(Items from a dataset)
::::::

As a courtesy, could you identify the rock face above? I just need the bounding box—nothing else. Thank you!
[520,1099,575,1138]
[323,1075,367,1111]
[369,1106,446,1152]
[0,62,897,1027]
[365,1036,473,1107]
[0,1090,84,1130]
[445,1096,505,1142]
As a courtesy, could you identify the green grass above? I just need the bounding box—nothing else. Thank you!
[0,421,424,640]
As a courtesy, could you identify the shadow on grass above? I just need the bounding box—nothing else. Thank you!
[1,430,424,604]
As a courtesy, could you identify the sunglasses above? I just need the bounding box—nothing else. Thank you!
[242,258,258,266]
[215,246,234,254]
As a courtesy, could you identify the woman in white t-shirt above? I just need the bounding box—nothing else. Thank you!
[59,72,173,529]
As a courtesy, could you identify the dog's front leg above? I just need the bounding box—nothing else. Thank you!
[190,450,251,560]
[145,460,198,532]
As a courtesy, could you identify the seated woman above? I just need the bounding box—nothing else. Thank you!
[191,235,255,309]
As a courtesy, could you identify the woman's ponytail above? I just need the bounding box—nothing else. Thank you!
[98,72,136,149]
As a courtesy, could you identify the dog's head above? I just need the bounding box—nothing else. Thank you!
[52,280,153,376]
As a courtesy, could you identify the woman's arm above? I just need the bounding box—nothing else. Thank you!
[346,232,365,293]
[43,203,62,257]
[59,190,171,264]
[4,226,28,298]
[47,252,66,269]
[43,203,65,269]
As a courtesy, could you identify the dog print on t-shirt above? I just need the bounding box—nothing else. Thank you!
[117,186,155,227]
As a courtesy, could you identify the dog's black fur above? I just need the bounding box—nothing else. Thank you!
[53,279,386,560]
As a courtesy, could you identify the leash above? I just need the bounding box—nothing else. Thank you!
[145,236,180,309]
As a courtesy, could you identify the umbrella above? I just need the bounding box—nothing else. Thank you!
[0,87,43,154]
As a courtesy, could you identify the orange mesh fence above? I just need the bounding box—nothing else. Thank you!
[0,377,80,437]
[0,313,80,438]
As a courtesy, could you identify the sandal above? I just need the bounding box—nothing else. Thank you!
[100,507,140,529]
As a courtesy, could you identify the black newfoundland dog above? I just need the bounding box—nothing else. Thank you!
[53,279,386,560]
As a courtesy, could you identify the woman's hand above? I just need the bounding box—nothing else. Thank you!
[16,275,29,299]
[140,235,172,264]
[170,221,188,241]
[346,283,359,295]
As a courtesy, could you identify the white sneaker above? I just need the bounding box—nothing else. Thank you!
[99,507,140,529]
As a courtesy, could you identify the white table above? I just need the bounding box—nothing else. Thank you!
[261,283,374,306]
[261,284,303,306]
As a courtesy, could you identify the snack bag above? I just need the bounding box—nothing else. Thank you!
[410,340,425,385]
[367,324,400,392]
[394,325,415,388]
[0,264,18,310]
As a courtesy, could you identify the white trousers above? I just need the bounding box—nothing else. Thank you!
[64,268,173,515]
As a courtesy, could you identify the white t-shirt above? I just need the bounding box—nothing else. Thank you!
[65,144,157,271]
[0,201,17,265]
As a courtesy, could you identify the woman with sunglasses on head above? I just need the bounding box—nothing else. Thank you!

::::::

◆ **WHAT IS BEING ASKED**: Retype each record in full, please.

◆ **SOLUTION TO THIS EXERCISE**:
As a courtesy, could you identify the rock face above? I just need the bounding box—nothing else. Thank you!
[520,1099,575,1138]
[323,1075,367,1111]
[369,1106,446,1152]
[0,62,897,1027]
[365,1036,473,1107]
[0,1090,84,1130]
[445,1096,505,1142]
As a courtesy, could you identify the green grass above? I just need the bounding box—nothing else. Thank you!
[0,421,424,640]
As a courtesy, could you identify the shadow on grass above? I just need the bounding box—nothing else. Thank you!
[1,430,424,604]
As a courtesy, could you identify the sunglasses above? I just need the bounding box—nothing else. Thank you!
[242,258,258,266]
[215,246,234,254]
As a courtesy, could you identify the woman in white t-shirt above? I just need the bounding box—nothing else. Thank you!
[59,72,173,529]
As a courtesy, could you identify the dog's front leg above? I just need the bounding box—nothing else. Thank you!
[190,450,251,560]
[145,460,198,532]
As a courtesy, could you identify the seated woman above? I just need the bounding box—nothing else. Thank you!
[191,235,255,309]
As a courtesy, could you identify the woman's ponytail above? I just need the bounding box—nothing else. Thank you!
[98,72,136,149]
As a courtesy, could you identify the dog's head above? I just need the bounding box—nothing else. Thank you!
[52,280,153,376]
As a courtesy, could you identify the woman's arm above? I just need the bounding box—nothing else. Thank you!
[346,232,365,293]
[43,203,62,257]
[59,190,171,264]
[4,226,28,298]
[47,252,66,269]
[43,203,65,269]
As a courtesy, could you identify the dog print on t-shirt above? I just need the bounding box—nothing else. Thank you!
[117,186,155,227]
As a courtesy, could you identify the dog's black fur above? I just need the bounding box—nothing else. Thank you!
[53,279,386,560]
As a courtesy, could you identify the leash above? I just need the bounding box—nothing else. Thank you!
[145,236,180,309]
As a courtesy, could you identify the umbrella above? I just need the bounding box—nothing else. Thank you!
[0,87,43,154]
As a courtesy, could you identify the orange mesh fence above? I just need the bounding box—nothing else. Thank you!
[0,377,80,437]
[0,313,80,438]
As a courtesy, could you identify the sandal above? I just need the bounding box—nothing else. Thank you!
[100,507,140,529]
As a courtesy, could you identify the black newfoundland dog above? I just need the bounding box—nothing else. Thank you!
[53,279,386,560]
As a courtesy, could you identify the woman's hand above? I just need the bounding box—nothing else. Thank you!
[16,275,29,299]
[140,235,172,264]
[170,221,188,241]
[346,283,359,295]
As a courtesy, could you identify the white sneaker above? I just need the bounding box—nothing else. Thank you!
[99,507,140,529]
As a courtesy, could you identify the white table above? I just need the bounding box—nothing else. Thank you!
[261,283,374,306]
[261,284,303,306]
As a courtesy, could you identify the snack bag above? I just need the bounding box—nothing else. Thank you!
[410,340,425,385]
[367,324,400,392]
[394,325,415,388]
[0,264,18,310]
As a courtesy, could you identify the white trousers above? I just need the bounding box—nothing else. Thank you!
[64,268,173,515]
As a courtesy, could you identify the white t-shirt above? I just need the bounding box—nothing else. Thank you!
[65,144,157,271]
[0,201,17,265]
As a courtesy, could you identify the woman with sunglasses on head above? I just need the bounding box—nothing else. Thank you!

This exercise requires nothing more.